*What the task requires*. Lift out each line of the data that holds "beach".

*Records to process*.
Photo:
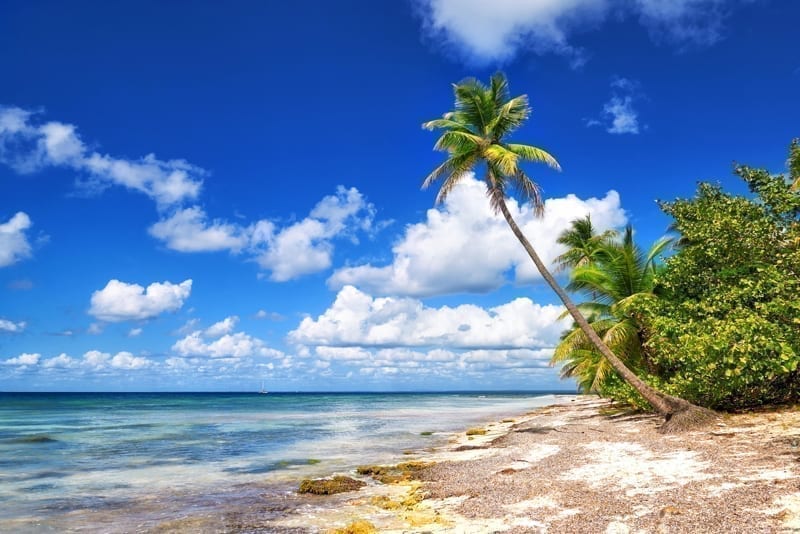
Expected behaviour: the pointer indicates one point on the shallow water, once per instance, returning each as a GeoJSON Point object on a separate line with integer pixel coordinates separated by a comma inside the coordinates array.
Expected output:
{"type": "Point", "coordinates": [133, 462]}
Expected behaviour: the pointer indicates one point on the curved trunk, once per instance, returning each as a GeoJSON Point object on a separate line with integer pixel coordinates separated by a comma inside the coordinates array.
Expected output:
{"type": "Point", "coordinates": [666, 405]}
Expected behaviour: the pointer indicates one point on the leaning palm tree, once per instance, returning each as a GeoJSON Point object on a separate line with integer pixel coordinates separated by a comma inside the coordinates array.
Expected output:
{"type": "Point", "coordinates": [794, 163]}
{"type": "Point", "coordinates": [583, 244]}
{"type": "Point", "coordinates": [474, 133]}
{"type": "Point", "coordinates": [619, 274]}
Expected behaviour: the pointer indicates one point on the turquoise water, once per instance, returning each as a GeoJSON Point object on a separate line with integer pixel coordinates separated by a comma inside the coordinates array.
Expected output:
{"type": "Point", "coordinates": [127, 462]}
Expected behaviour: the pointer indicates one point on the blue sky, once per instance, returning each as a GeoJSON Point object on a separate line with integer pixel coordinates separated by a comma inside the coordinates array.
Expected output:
{"type": "Point", "coordinates": [201, 197]}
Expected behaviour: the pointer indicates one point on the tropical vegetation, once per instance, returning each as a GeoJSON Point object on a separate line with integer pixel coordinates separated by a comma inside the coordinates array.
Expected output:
{"type": "Point", "coordinates": [474, 134]}
{"type": "Point", "coordinates": [719, 322]}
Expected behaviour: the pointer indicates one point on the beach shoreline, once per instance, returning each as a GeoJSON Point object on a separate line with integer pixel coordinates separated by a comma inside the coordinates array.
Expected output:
{"type": "Point", "coordinates": [580, 465]}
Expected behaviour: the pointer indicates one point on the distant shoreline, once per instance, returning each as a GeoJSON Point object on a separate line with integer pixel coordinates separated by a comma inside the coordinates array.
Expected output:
{"type": "Point", "coordinates": [581, 465]}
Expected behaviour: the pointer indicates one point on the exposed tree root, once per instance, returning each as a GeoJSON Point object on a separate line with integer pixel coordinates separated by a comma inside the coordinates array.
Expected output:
{"type": "Point", "coordinates": [687, 417]}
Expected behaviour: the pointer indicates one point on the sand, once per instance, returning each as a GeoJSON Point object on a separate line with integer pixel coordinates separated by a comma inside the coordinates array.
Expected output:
{"type": "Point", "coordinates": [581, 467]}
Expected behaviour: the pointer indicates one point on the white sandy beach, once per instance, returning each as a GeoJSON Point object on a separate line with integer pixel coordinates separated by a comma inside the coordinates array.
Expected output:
{"type": "Point", "coordinates": [577, 467]}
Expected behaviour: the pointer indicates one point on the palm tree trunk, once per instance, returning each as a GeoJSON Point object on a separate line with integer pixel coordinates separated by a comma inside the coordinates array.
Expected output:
{"type": "Point", "coordinates": [666, 405]}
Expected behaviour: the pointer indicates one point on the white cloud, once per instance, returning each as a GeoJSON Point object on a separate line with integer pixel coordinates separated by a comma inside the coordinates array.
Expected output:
{"type": "Point", "coordinates": [95, 329]}
{"type": "Point", "coordinates": [24, 359]}
{"type": "Point", "coordinates": [120, 301]}
{"type": "Point", "coordinates": [300, 248]}
{"type": "Point", "coordinates": [447, 253]}
{"type": "Point", "coordinates": [496, 31]}
{"type": "Point", "coordinates": [619, 115]}
{"type": "Point", "coordinates": [28, 146]}
{"type": "Point", "coordinates": [11, 326]}
{"type": "Point", "coordinates": [306, 246]}
{"type": "Point", "coordinates": [222, 327]}
{"type": "Point", "coordinates": [188, 230]}
{"type": "Point", "coordinates": [685, 22]}
{"type": "Point", "coordinates": [61, 361]}
{"type": "Point", "coordinates": [358, 320]}
{"type": "Point", "coordinates": [227, 344]}
{"type": "Point", "coordinates": [135, 332]}
{"type": "Point", "coordinates": [623, 117]}
{"type": "Point", "coordinates": [96, 361]}
{"type": "Point", "coordinates": [14, 245]}
{"type": "Point", "coordinates": [272, 316]}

*Answer box*.
Expected behaviour: the pointer indicates one point on the beach shoreline, once per instance, returning each as a GeoJSON Point object on a separate line with integer pixel coordinates separated by a comma inside the coordinates array.
Expected behaviour: the pointer indicates one point on the white sandy beach, once per instance, returning each as a GeoJSON Point object on a separate line with integer pixel coordinates separated by a comma inside the coordinates array.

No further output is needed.